_Given task_
Write out the section of the organic legume supply chain text from "Data collection and" up to and including "level of 95%.", word for word.

_Document_
_ _ _ _ _ _ _
This research is anchored in the imperative to fortify the organic legume supply chain against misleading practices, safeguarding the interests of consumers and stakeholders alike. The objectives encompass a comprehensive exploration of how Blockchain and AI, when synergistically applied, can elevate supply chain management to unprecedented levels of transparency and reliability. By unearthing the synergies between these technologies, the research seeks to establish a robust framework that not only validates organic claims but also transforms the organic legume sector into a beacon of trust in the broader realm of agri-food supply chains.

MATERIALS AND METHODS

Through the integration of blockchain and artificial intelligence (AI), this study uses a mixed-methods research methodology to thoroughly examine the reliability of organic legume products in supply chains. An extensive analysis of the complexities of supply chain dynamics as well as the efficacy of the suggested technological solutions is made possible by the combination of qualitative and quantitative methodologies.
 
Data collection and participant selection
 
In this work, the participants are key stakeholders in the organic legume supply chain, including farmers, distributors, retailers and consumers. A stratified random sampling method will be employed to ensure representation across different stages of the supply chain. The sample size will be determined based on statistical power calculations to achieve a confidence level of 95%.
_ _ _ _ _ _ _
_Given data_
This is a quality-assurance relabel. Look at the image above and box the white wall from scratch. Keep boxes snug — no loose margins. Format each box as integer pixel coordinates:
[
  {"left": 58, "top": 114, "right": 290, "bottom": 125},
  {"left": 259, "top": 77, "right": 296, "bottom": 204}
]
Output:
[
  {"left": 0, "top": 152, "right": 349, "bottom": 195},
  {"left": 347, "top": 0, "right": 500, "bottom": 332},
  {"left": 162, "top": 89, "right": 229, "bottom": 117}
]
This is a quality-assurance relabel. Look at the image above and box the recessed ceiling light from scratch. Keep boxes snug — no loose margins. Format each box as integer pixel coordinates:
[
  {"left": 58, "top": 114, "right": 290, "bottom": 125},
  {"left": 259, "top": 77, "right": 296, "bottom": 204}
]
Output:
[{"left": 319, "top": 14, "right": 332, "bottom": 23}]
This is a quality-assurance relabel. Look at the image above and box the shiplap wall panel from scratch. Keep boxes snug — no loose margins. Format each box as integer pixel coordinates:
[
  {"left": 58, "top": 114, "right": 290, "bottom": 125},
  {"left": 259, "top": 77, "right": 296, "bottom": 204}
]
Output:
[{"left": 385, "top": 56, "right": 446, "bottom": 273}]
_ _ _ _ _ _ _
_Answer for this exercise_
Data collection and participant selection
 
In this work, the participants are key stakeholders in the organic legume supply chain, including farmers, distributors, retailers and consumers. A stratified random sampling method will be employed to ensure representation across different stages of the supply chain. The sample size will be determined based on statistical power calculations to achieve a confidence level of 95%.